Exercise task:
Rewrite the items below, changing "alarm housing" to "detector casing" wherever it appears and leaving all other text as it is.

═══ Raw data

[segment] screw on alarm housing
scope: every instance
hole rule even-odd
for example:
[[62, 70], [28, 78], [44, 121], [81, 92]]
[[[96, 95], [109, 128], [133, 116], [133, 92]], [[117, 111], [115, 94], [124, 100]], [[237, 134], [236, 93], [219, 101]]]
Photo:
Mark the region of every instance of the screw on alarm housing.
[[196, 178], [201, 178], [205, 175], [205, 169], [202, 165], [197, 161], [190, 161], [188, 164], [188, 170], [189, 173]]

══════

Written solution:
[segment] screw on detector casing
scope: every instance
hole rule even-odd
for example:
[[62, 70], [28, 78], [44, 121], [81, 92]]
[[[96, 95], [109, 128], [133, 116], [133, 92]], [[117, 111], [115, 94], [124, 100]], [[237, 134], [236, 93], [219, 101]]]
Photo:
Mark the region of every instance of the screw on detector casing.
[[196, 178], [201, 178], [205, 175], [205, 169], [202, 165], [197, 161], [190, 161], [188, 164], [188, 170], [189, 173]]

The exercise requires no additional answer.